● 問題文: 下の抜粋では、著者の所属はどことされていますか。

● 抜粋:
#####
〈タイトル〉ユビキチンリガーゼ活性を欠失したMDM2によるp53の活性の制御
〈著 者〉野村浩司・Karen H. Vousden
〈著者所属〉英国Cancer Research UK Beatson Institute
〈著者email〉k.nomura@beatson.gla.ac.uk(野村浩司)
〈対象論文〉
Structural analysis of MDM2 RING separates degradation from regulation of p53 transcription activity.
#####
● 抽出データ:
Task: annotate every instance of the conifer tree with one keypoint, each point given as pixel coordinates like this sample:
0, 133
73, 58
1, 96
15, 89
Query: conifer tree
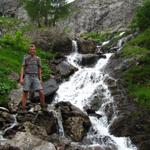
46, 12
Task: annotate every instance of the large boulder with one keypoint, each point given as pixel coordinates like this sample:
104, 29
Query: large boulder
99, 15
50, 87
65, 69
6, 119
53, 40
76, 123
25, 140
48, 121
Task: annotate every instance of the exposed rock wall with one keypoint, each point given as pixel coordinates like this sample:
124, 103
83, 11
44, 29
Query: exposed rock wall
96, 15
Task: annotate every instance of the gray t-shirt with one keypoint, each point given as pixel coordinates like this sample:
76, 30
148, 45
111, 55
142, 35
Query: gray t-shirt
31, 64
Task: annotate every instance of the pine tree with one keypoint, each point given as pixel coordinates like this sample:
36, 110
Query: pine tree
46, 12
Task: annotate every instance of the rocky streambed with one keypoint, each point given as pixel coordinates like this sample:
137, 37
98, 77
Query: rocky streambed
84, 112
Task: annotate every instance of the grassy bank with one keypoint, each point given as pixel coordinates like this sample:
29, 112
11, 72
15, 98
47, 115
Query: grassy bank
13, 47
137, 77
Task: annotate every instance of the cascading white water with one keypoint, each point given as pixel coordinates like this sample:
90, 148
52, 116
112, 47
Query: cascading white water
79, 91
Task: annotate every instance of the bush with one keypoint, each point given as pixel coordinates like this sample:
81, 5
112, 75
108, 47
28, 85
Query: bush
142, 19
17, 41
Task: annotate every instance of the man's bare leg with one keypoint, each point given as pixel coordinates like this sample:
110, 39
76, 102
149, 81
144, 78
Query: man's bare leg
24, 99
42, 98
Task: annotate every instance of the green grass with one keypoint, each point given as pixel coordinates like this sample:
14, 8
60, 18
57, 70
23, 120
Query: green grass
11, 57
137, 77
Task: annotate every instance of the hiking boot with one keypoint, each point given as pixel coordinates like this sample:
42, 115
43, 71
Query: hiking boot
44, 108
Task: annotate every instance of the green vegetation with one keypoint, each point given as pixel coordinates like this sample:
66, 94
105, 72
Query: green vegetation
13, 47
142, 18
137, 77
46, 12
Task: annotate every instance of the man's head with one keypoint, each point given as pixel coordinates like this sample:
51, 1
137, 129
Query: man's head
32, 49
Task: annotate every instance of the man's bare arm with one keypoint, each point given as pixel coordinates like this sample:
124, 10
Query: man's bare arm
40, 73
22, 75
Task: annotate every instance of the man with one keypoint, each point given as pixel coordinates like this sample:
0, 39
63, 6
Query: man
31, 76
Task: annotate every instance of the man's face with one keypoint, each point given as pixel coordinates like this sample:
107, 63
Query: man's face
32, 49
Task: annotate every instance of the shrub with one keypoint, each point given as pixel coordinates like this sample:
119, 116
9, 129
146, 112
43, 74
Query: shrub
142, 19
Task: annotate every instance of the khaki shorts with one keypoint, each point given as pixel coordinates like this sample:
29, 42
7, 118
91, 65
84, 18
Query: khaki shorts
31, 81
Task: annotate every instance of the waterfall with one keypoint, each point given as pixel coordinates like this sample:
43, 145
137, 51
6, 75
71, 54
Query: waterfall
79, 90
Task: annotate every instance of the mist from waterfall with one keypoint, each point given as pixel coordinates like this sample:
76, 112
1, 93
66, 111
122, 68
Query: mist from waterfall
79, 90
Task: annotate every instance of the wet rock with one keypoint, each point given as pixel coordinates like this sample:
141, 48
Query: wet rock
91, 112
65, 69
90, 59
25, 140
15, 99
109, 111
63, 45
5, 119
50, 87
8, 147
75, 122
48, 121
86, 46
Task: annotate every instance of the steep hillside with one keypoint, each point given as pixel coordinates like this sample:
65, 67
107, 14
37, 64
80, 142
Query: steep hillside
97, 15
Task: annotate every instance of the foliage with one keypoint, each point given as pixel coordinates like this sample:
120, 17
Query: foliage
137, 77
16, 41
142, 18
13, 47
46, 11
9, 23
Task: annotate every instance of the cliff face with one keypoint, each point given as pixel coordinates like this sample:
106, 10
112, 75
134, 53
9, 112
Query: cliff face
96, 15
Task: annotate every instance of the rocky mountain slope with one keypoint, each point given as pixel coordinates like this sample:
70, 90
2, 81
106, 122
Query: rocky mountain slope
97, 15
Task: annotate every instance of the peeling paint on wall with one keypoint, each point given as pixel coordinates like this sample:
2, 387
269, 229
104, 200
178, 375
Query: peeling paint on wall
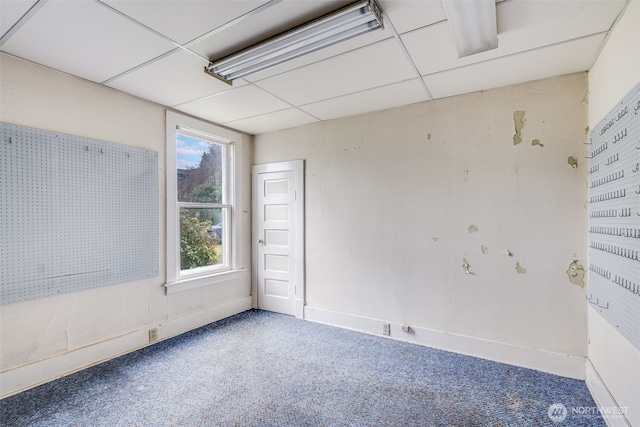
518, 120
466, 266
576, 273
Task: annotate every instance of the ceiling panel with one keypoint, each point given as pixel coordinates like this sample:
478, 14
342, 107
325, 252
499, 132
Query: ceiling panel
372, 66
234, 104
541, 63
175, 79
11, 11
85, 39
273, 121
524, 25
134, 46
407, 15
394, 95
185, 20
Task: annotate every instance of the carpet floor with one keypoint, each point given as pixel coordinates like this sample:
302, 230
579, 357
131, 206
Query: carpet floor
264, 369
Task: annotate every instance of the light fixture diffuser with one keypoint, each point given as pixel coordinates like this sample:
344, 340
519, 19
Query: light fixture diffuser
473, 24
344, 24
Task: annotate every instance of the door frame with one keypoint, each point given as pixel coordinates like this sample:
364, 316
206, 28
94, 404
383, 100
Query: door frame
296, 166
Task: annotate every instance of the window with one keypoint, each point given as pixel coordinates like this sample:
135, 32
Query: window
202, 200
200, 196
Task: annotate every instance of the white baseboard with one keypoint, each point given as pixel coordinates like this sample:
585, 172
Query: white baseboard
604, 399
27, 376
553, 363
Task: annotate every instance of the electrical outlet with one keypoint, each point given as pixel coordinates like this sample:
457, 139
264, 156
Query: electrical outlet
386, 329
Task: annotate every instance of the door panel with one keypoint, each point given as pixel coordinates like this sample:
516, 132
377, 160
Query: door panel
276, 213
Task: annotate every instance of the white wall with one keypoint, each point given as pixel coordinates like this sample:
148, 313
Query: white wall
615, 73
45, 338
390, 197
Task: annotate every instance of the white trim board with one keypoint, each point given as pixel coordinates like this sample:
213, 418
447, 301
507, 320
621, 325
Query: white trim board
27, 376
553, 363
603, 398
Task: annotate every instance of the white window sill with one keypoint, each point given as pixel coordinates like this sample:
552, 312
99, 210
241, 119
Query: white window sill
202, 281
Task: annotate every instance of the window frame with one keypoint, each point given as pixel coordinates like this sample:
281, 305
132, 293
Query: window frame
177, 279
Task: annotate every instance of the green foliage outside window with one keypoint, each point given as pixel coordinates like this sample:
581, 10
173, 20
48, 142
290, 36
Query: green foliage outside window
197, 247
203, 184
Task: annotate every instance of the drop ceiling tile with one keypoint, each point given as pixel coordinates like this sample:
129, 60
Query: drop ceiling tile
11, 11
185, 20
234, 104
393, 95
523, 25
174, 79
372, 66
560, 59
407, 15
85, 39
278, 120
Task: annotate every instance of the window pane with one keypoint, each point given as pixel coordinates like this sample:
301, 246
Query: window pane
200, 171
202, 234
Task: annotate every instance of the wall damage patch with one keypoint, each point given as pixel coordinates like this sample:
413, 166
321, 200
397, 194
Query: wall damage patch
537, 142
518, 120
576, 273
520, 269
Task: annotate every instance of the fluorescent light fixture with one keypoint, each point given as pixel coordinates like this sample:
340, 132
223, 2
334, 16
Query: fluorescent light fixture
473, 25
343, 24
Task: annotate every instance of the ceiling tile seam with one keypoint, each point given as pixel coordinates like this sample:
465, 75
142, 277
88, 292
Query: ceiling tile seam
606, 38
231, 23
283, 100
228, 122
138, 23
183, 47
200, 98
139, 66
358, 92
323, 60
522, 52
421, 28
23, 20
405, 52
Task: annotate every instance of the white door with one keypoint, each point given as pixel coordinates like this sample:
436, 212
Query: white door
278, 191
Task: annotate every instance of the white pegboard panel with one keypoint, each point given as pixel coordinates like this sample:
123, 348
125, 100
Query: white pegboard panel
75, 213
614, 217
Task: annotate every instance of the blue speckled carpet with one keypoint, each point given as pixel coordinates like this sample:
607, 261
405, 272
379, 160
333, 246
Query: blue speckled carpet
264, 369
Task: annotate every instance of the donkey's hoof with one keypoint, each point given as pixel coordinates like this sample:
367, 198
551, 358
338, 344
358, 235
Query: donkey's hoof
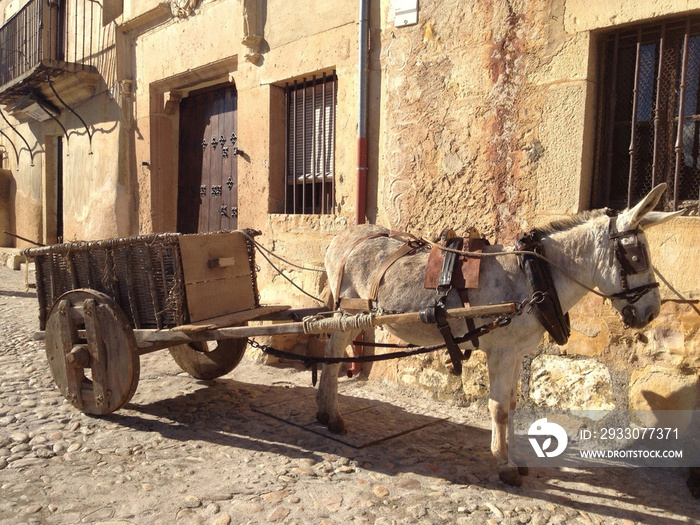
337, 426
510, 476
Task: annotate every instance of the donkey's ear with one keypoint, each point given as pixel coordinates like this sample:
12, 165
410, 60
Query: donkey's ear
630, 219
654, 218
#####
● 解答: 英国Cancer Research UK Beatson Instituteです。